■ **QUESTIONS TO ANSWER**
A: Transcribe the part of the article on the 21Shares ETF closures from "The decision comes" to "of its value.".
B: Using the article on the 21Shares ETF closures, state whether each statement agrees with it, answering yes or no and quoting the words that decide it: (i) ARKC carried an expense ratio of 1%. (ii) The two funds will stop trading at market close on March 28. (iii) Bitcoin has lost more than 24% of its value year-to-date.
C: Take the article on the 21Shares ETF closures further, continuing from its final sentence.

■ **READING TEXT**
******************************

Mar 16, 2025

21Shares Shuts Down Bitcoin and Ether Futures ETFs as Crypto Outflows Mount

Crypto asset manager 21Shares has announced it will shutter two of its actively managed ETFs focused on Bitcoin and Ether futures, citing ongoing market turbulence and plummeting investor interest. The two funds—ARK 21Shares Active On-Chain Bitcoin Strategy ETF (ARKC) and ARK 21Shares Active Bitcoin Ethereum Strategy ETF (ARKY)—will officially cease trading at market close on March 27, with liquidation scheduled to follow on or around March 28, according to a press release from the firm.

The decision comes as part of a broader downturn, where the U.S.-listed spot Bitcoin ETFs have seen over $1.66 billion in outflows so far this month alone, reflecting a shift away from risk assets amid declining cryptocurrency prices. Year-to-date, Bitcoin has shed more than 12.8%, while the wider CoinDesk 20 Index (CD20)—which tracks the broader crypto market—has lost approximately 24% of its value.

Both ETFs, which carried expense ratios of 1% (ARKC) and 0.93% (ARKY) respectively, were part of 21Shares’ strategy to provide active management exposure to the volatile crypto derivatives market. However, the steep outflows and general bearish sentiment forced the firm to reconsider their viability.

Shareholders holding their positions until the liquidation date will receive payouts equivalent to their share of the funds’ net asset value, ensuring that investors can recoup their assets post-liquidation.

Inside 21Shares and ARK Invest

The liquidation of the two futures ETFs comes from two major players in the crypto investment space—21Shares and ARK Invest—both of whom have built strong reputations in the market by focusing on innovation and accessibility.

******************************

■ **EXERCISE DATA**

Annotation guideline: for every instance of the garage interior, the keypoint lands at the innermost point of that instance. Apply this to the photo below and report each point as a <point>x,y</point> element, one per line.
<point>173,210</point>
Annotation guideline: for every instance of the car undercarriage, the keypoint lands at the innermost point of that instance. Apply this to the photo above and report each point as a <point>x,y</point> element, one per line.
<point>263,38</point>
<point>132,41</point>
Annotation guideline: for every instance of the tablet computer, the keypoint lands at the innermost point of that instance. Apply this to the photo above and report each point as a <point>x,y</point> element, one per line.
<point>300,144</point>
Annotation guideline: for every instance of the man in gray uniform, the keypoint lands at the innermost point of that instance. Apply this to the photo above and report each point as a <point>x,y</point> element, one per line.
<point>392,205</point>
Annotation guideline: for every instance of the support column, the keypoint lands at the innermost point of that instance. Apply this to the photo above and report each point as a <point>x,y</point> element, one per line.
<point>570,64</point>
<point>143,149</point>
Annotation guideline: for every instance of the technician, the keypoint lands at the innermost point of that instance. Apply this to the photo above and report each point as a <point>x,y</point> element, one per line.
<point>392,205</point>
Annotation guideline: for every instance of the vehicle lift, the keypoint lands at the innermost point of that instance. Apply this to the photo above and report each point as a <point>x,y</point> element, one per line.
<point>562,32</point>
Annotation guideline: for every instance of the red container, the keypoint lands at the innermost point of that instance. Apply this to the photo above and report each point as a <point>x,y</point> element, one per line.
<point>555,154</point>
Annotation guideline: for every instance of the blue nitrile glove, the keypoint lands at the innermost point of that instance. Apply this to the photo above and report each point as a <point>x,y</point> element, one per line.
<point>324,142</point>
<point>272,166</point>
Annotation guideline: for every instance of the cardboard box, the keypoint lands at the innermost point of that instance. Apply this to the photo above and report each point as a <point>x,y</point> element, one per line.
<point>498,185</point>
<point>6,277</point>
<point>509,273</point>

******************************

■ **PER-TASK ANSWERS**
A:
The decision comes as part of a broader downturn, where the U.S.-listed spot Bitcoin ETFs have seen over $1.66 billion in outflows so far this month alone, reflecting a shift away from risk assets amid declining cryptocurrency prices. Year-to-date, Bitcoin has shed more than 12.8%, while the wider CoinDesk 20 Index (CD20)—which tracks the broader crypto market—has lost approximately 24% of its value.

B:
(i) Yes: "expense ratios of 1% (ARKC) and 0.93% (ARKY) respectively"
(ii) No: "will officially cease trading at market close on March 27"
(iii) No: "Year-to-date, Bitcoin has shed more than 12.8%"

C:
21Shares, one of the world’s earliest and largest issuers of cryptocurrency exchange-traded products (ETPs), was founded with the mission to make crypto assets more accessible to traditional investors. The firm made headlines in 2018 when it listed the world’s first physically-backed crypto ETP, paving the way for a new wave of regulated digital asset investment vehicles.

With a six-year track record under its belt, 21Shares now offers a wide array of crypto-focused ETFs and ETPs, listing products on some of the globe’s largest and most liquid securities exchanges. Beyond product offerings, the firm is known for delivering comprehensive research and client services, helping bridge the gap between traditional finance (TradFi) and decentralized finance (DeFi).

21Shares operates under the umbrella of 21.co, a global leader in decentralized financial infrastructure. Its commitment to providing regulated, innovative crypto products has played a key role in the growing institutional adoption of digital assets, despite the recent market challenges.

Partnering on the soon-to-be-liquidated ETFs was ARK Investment Management LLC (ARK Invest), a renowned U.S.-based investment adviser specializing in thematic investing in disruptive innovation. Spearheaded by veteran investor Cathie Wood, ARK has carved out a niche for itself by focusing on companies leading technological revolutions across multiple sectors—including artificial intelligence, blockchain, robotics, and space exploration.

ARK’s approach is underpinned by an open research model, which allows the firm to stay ahead of trends and identify transformative companies at an early stage. Their suite of investment strategies spans areas such as Fintech Innovation, Autonomous Technology, Next Generation Internet, and Genomic Revolution, aligning with their belief in the long-term value of disruptive innovation.

Quick Facts:

  • 21Shares is set to liquidate its ARK 21Shares Active On-Chain Bitcoin Strategy ETF (ARKC) and ARK 21Shares Active Bitcoin Ethereum Strategy ETF (ARKY) by March 28.
  • U.S.-listed spot Bitcoin ETFs have seen over $1.66 billion in outflows this month.
  • Bitcoin’s price has declined by 19% over the past three months, while gold has appreciated by 12.5%.